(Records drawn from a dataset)
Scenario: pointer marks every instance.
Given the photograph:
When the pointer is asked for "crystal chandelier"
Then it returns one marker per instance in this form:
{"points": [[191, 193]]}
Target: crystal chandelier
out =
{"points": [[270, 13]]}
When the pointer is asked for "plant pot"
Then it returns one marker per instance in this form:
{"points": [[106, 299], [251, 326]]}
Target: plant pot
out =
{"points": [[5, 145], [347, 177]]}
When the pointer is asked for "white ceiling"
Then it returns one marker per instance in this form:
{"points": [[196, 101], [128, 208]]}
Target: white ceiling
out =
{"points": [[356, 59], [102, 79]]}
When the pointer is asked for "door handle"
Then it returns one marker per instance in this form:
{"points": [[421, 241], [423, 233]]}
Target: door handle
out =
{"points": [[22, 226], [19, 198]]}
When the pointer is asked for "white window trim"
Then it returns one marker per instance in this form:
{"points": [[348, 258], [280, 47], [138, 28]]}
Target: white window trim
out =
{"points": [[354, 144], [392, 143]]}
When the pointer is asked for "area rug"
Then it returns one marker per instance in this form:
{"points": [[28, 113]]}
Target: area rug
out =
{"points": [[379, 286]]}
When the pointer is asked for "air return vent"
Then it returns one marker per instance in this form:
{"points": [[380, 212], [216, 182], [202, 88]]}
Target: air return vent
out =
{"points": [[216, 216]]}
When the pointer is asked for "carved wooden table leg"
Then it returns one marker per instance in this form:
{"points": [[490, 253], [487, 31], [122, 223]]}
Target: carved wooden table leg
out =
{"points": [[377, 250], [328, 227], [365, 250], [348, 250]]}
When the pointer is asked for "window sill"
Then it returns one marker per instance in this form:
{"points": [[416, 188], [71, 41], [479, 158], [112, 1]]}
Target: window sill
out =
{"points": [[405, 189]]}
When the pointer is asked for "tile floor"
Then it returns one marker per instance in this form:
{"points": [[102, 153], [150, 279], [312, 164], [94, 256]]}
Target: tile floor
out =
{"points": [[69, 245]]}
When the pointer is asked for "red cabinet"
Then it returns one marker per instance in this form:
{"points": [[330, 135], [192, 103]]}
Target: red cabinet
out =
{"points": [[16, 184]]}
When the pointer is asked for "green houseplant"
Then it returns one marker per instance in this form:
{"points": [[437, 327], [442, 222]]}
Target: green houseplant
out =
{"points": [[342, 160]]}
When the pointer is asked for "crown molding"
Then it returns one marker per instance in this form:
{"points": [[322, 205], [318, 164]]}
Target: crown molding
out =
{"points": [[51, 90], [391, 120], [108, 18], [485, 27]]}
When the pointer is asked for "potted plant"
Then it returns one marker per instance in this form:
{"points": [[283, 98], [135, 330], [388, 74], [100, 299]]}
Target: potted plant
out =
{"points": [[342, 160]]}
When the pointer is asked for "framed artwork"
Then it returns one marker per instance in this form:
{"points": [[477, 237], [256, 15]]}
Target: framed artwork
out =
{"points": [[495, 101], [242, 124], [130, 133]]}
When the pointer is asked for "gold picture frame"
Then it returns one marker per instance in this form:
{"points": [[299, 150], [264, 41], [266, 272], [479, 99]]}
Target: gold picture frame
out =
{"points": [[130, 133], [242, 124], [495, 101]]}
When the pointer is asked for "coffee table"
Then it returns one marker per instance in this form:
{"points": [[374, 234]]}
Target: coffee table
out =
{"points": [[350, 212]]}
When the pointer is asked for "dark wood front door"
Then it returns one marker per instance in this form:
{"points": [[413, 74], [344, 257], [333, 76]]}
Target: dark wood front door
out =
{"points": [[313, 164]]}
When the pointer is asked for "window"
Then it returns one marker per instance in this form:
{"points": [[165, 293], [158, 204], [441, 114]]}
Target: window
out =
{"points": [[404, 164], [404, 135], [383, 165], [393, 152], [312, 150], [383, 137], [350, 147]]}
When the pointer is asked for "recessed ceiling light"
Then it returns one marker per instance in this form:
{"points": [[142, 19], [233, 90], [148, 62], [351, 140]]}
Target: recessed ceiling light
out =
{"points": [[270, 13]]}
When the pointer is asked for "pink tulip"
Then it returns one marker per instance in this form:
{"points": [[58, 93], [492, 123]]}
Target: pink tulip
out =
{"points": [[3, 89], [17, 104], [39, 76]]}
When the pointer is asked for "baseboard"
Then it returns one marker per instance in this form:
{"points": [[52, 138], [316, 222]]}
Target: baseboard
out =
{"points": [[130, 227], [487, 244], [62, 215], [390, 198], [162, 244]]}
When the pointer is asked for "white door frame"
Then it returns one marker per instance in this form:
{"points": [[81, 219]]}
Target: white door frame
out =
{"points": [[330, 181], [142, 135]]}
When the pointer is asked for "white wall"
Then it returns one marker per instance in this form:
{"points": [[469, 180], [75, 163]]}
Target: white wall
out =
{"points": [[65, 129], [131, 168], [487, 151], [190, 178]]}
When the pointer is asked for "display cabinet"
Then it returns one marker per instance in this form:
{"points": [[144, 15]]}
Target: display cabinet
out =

• **Exercise objective**
Wherever a line of the data above contains "potted", copy that line.

• **Your response**
When the pointer is asked for "potted plant"
Target: potted plant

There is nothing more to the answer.